───── Extract to read ─────
Re: iFood, Heavy Water and Ageing

[Guest guest]

Yes, very interesting. I saw a documentary recently where they were

talking about hard water in certain areas being the cause of so called

'blue zone', with a disproportionate amount of centarians living in

these areas. The supposition is that the hard water (particularly the

calcium and magnesium), combined with good levels of Vitamin D from

the sun, provides the longevity.

On Thu, Nov 27, 2008 at 4:53 PM, alistair tweed

<tumble23_2000@...> wrote:

> Would eating heavy atoms lengthen our lives?

> * 27 November 2008 by Graham Lawton

>

> In a back room of New Scientist's offices in London, I sit

> down at a table with the Russian biochemist Mikhail Shchepinov. In

> front of us are two teaspoons and a brown glass bottle. Shchepinov

> opens the bottle, pours out a teaspoon of clear liquid and drinks it

> down. He smiles. It's my turn.

> I

> put a spoonful of the liquid in my mouth and swallow. It tastes

> slightly sweet, which is a surprise. I was expecting it to be exactly

> like water since that, in fact, is what it is - heavy water to be

> precise, chemical formula D2O. The D stands for deuterium,

> an isotope of hydrogen with an atomic mass of 2 instead of 1. Deuterium

> is what puts the heavy in heavy water. An ice cube made out of it would

> sink in normal water.

> My

> sip of heavy water is the culmination of a long journey trying to get

> to the bottom of a remarkable claim that Shchepinov first made around

> 18 months ago. He believes he has discovered an elixir of youth, a way

> to drink (or more likely eat) your way to a longer life. You may think

> that makes Shchepinov sound like a snake-oil salesman. I thought so

> too, but the more I found out about his idea, the more it began to make

> sense.

> The

> story began two years ago, while Shchepinov was working at a

> biotechology company in Oxford, UK, and using his spare time to read up

> on the latest ideas about what causes us to age.

> The

> most widely accepted idea is the free-radical theory. This holds that

> our slide into decrepitude is the result of irreversible damage to the

> biomolecules that make up our bodies. The main agents of this

> destruction are oxygen free radicals, aggressive chemical compounds

> that are an unavoidable by-product of metabolism.

> The

> reason oxygen radicals are so dangerous is that they have a voracious

> appetite for electrons, which they rip out of anything they can lay

> their hands on - water, proteins, fats, DNA - leaving a trail of

> destruction in their wake. This damage gradually builds up over a

> lifetime and eventually leads the body's basic biochemical processes to

> fail.

> One

> of the worst types of damage is something called protein carbonylation,

> in which an oxygen radical attacks vulnerable carbon-hydrogen bonds in

> a protein (see diagram). This

> has been linked to many of the worst diseases of old age, including

> Parkinson's, Alzheimer's, cancer, chronic renal failure and diabetes (The

> EMBO Journal, vol 24, p 1311). Other important targets of free-radical

> attack are DNA and the fatty acids in cell membranes.

> The

> human body produces legions of antioxidants, including vitamins and

> enzymes, that quench free radicals before they can do any harm. But

> over a lifetime these defence systems eventually fall victim to

> oxidative attack too, leading to an inevitable decline.
───── Supplied entries ─────
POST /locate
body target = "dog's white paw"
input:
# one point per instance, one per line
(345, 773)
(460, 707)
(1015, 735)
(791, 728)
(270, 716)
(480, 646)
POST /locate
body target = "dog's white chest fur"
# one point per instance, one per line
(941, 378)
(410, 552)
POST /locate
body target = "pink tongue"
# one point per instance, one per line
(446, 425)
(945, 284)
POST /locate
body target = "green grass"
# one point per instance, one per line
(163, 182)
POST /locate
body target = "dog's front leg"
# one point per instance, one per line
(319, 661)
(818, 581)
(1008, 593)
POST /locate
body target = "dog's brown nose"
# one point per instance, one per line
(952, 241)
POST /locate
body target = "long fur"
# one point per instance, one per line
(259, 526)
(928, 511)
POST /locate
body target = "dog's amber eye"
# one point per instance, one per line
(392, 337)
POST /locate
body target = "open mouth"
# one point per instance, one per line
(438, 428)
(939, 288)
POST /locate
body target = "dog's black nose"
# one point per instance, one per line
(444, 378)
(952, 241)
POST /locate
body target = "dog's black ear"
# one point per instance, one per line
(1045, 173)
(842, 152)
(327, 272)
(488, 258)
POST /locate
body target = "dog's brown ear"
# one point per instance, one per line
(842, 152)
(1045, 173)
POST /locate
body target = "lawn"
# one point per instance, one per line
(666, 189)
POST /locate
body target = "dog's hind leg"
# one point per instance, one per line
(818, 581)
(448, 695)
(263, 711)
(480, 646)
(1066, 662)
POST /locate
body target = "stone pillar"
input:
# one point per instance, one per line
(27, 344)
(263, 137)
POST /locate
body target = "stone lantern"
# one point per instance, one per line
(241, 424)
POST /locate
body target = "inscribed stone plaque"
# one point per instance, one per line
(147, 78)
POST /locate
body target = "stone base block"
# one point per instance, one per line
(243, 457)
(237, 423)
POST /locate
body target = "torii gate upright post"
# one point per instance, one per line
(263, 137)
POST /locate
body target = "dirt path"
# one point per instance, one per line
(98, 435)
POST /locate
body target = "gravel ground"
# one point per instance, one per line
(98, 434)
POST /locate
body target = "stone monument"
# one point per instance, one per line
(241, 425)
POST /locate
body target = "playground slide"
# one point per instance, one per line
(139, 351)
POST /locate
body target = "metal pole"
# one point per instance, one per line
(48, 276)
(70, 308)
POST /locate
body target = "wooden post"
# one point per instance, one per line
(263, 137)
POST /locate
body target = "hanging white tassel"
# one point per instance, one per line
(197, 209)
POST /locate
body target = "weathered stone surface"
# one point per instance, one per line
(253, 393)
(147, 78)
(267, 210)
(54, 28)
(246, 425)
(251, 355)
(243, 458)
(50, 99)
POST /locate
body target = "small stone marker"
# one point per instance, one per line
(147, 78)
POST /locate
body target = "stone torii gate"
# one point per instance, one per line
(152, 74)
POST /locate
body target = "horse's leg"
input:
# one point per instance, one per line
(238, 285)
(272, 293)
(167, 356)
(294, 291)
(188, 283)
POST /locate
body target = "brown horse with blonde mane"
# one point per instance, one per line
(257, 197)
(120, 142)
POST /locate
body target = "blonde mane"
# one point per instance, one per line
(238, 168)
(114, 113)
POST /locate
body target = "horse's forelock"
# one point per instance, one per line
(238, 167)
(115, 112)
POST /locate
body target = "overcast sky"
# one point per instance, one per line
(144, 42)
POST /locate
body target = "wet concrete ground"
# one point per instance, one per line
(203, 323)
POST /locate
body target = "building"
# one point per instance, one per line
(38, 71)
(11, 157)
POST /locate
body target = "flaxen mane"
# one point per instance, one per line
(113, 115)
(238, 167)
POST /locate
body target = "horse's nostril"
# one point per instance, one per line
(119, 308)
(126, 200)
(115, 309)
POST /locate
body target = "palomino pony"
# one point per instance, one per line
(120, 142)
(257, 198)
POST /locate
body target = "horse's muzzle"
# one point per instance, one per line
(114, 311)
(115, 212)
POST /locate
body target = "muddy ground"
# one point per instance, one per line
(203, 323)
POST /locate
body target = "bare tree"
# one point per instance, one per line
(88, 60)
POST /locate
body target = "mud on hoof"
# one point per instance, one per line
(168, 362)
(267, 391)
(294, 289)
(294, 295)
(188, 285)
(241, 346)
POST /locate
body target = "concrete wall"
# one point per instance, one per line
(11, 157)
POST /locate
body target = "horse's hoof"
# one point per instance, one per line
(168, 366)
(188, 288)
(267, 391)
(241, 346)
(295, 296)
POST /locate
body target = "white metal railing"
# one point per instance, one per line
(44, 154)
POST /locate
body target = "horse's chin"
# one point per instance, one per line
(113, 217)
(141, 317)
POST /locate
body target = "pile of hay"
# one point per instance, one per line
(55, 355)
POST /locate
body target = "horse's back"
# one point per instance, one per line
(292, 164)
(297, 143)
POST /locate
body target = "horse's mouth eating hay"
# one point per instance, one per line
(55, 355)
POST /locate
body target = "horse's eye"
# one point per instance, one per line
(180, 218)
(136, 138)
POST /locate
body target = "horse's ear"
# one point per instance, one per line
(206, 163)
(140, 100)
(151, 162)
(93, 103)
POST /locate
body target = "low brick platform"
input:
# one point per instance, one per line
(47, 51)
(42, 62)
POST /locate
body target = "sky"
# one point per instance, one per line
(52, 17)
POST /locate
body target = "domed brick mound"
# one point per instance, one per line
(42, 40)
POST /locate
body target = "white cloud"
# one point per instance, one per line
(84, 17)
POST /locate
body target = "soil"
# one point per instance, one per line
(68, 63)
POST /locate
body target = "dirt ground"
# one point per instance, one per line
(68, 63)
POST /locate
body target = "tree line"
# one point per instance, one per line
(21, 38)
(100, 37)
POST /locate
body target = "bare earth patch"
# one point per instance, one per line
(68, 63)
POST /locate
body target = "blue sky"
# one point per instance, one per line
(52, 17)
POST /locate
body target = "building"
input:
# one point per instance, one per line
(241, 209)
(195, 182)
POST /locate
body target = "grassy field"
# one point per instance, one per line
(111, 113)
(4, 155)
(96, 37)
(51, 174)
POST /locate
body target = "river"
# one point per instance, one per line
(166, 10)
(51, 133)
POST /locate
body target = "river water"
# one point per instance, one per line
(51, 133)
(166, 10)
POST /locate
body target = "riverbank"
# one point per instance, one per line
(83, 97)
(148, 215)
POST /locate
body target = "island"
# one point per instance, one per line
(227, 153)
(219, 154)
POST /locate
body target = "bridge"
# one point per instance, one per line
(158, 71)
─────
→ **Task requirements**
From the forum thread on heavy water and aging, list every disease of old age that it links to protein carbonylation.

→ **Exercise solution**
Parkinson's, Alzheimer's, cancer, chronic renal failure, diabetes